> [EXTRACT PROVIDED]
--- BEGIN ---

Another prefers to push the follower and half of the frame to one side of the hive and allow the bees to build one thick comb in the center to enable the operator to have one place of easy access.

Still another prefers to leave out the followers and allow the bees to build a thick comb at the side of the hive; but they generally build in a one-sided slab of honey that is attached to the side of the hive and then bridged across.

You see in every case they entirely lose the Hoffman feature. Many people have a great deal of trouble with the hive-follower, and some entirely condemn it.

Because the ten-frame hive as put upon the market is made so a follower can not be used, is that any thing against the follower? Because some people push the follower over against the side of the hive and allow the bees to glue it fast there, is that any thing against the follower? In the one case it's because the manufacturer does not allow enough room to use a follower, and in the other case the operator doesn't know how to use a good thing when he has it.

I know of many bee-keepers who work for comb honey, and it matters not what kind of hive or frame they have; if you want to examine one of their colonies you need a kit of burglar tools and the patience of Job to get into one of them at all.

Why do not bee-keepers, it matters not whether they are large or small producers, put their fixtures, their whole plant, it may be called, in working order at least once a year? What would be thought of a manufacturer who would allow the sawdust, bark, and edgings to fill up among his belts and wheels and stay there year after year? or the railroad companies who would allow the brakes on the cars to go dragging, and grass and weeds to grow across the tracks? There is a difference between fussiness and good order; but every bee-keeper should put his whole fixtures in good working order every spring.

There is one way and only one way to have Hoffman frames satisfactory - that is, to have the combs built with the follower properly adjusted, and the hive sitting level; then, ever afterward, properly adjust the frames and follower after each and every manipulation so as to retain the Hoffman feature, which is, accurate spacing.

[As I remember, Mr. J. A. Green and the others who have criticised the Hoffman frame have not complained of it because the principle was not right, but because, in the hands of the inexperienced or careless, it was not handled properly, and therefore was not so good a frame as the ordinary unspaced frame of the Langstroth type.

You emphasize very clearly that there is a right way and a wrong way to handle the Hoffman frame, and certainly three-fourths of the trouble with the follower may be eliminated if it is left up against the frame and not against the side of the hive.

--- END ---

> [RECORDED INFORMATION]
--- BEGIN ---

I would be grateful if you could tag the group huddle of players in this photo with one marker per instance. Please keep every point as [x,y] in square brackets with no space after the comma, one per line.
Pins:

--- END ---

> [WORK TO DO]
[1] In the passage on Hoffman frames, what is the Hoffman feature?
[2] Reproduce the passage on Hoffman frames word for word, starting with "Still another prefers" and going on through "when he has it.".

> [PER-TASK OUTPUTS]
[1] Accurate spacing.

[2]
Still another prefers to leave out the followers and allow the bees to build a thick comb at the side of the hive; but they generally build in a one-sided slab of honey that is attached to the side of the hive and then bridged across.

You see in every case they entirely lose the Hoffman feature. Many people have a great deal of trouble with the hive-follower, and some entirely condemn it.

Because the ten-frame hive as put upon the market is made so a follower can not be used, is that any thing against the follower? Because some people push the follower over against the side of the hive and allow the bees to glue it fast there, is that any thing against the follower? In the one case it's because the manufacturer does not allow enough room to use a follower, and in the other case the operator doesn't know how to use a good thing when he has it.